START

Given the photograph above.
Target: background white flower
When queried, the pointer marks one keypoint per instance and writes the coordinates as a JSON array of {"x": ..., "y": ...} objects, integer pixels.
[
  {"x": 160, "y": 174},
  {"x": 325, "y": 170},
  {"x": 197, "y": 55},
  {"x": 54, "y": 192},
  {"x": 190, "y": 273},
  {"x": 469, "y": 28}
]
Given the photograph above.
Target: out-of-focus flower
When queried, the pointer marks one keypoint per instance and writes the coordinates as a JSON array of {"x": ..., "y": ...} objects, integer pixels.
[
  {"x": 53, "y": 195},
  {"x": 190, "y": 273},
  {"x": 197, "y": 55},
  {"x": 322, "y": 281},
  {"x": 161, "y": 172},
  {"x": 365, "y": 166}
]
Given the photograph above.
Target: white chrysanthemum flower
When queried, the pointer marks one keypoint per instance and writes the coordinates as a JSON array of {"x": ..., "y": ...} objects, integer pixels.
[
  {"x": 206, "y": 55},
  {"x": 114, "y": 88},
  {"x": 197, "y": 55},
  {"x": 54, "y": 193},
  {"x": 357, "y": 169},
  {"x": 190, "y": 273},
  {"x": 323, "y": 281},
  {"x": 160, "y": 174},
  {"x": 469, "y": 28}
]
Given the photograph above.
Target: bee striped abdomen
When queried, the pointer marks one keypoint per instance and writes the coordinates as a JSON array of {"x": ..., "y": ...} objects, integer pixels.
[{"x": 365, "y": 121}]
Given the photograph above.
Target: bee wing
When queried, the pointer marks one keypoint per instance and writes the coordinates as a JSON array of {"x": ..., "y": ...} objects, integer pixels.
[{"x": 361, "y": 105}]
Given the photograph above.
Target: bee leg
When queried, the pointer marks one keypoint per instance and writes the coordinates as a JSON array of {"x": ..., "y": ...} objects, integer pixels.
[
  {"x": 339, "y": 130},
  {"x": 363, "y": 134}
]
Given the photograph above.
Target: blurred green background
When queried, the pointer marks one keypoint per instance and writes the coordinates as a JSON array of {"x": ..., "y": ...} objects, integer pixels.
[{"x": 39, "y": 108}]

END

Pick out each line in the entries above that contains the word "flower", and copy those lines.

> [TASK RESPONSE]
Target: background white flower
Target: out-of-focus flower
Target: white chrysanthemum flower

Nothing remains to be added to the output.